## What you need to do
**a)** In the explanation of LPAR weights, how many CPs is each LPAR entitled to when LPAR A and LPAR B have equal weights and share 3 CPs?
**b)** From the explanation of LPAR weights, copy the passage word for word, starting at "After having varied" and ending at "used by LPAR A.".

## Extract
((

Neither answer you show is correct.
The weights assigned to LPAR A and LPAR B represent each LPAR's share of
shared CPC capacity. With 3 shared CPs and LPAR A/B having equal weights,
your initial statement where each LPAR is entitled to 50% of 3 CPS (or 1.5
CPs each) is correct.
After having varied 2 CPs offline from LPAR A, LPAR A is still entitled to
50% of the shared CP capacity (1.5 CPs), even though it has use of only one
CP. Thus, LPAR A can use 100% of the one CP. LPAR A cannot use the
additional 50% of a CP to which it is entitled, since only one CP is
available to LPAR A.
When an LPAR is constrained in its use of the share to which it is entitled
because that share is larger than the number of CPs assigned to the LPAR,
unused share will be divided among remaining LPARs prorated based on their
entitled share. In your case of only two LPARs, LPAR B will use 100% of
the 2 CPs not used by LPAR A.

))

## Provided data

((

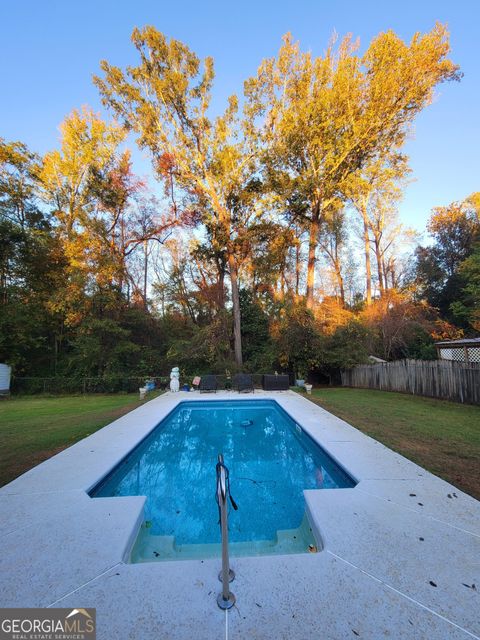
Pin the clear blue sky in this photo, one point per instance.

))

## Task solutions
**a)** Each is entitled to 50% of the 3 CPs, or 1.5 CPs.

**b)**
After having varied 2 CPs offline from LPAR A, LPAR A is still entitled to
50% of the shared CP capacity (1.5 CPs), even though it has use of only one
CP. Thus, LPAR A can use 100% of the one CP. LPAR A cannot use the
additional 50% of a CP to which it is entitled, since only one CP is
available to LPAR A.
When an LPAR is constrained in its use of the share to which it is entitled
because that share is larger than the number of CPs assigned to the LPAR,
unused share will be divided among remaining LPARs prorated based on their
entitled share. In your case of only two LPARs, LPAR B will use 100% of
the 2 CPs not used by LPAR A.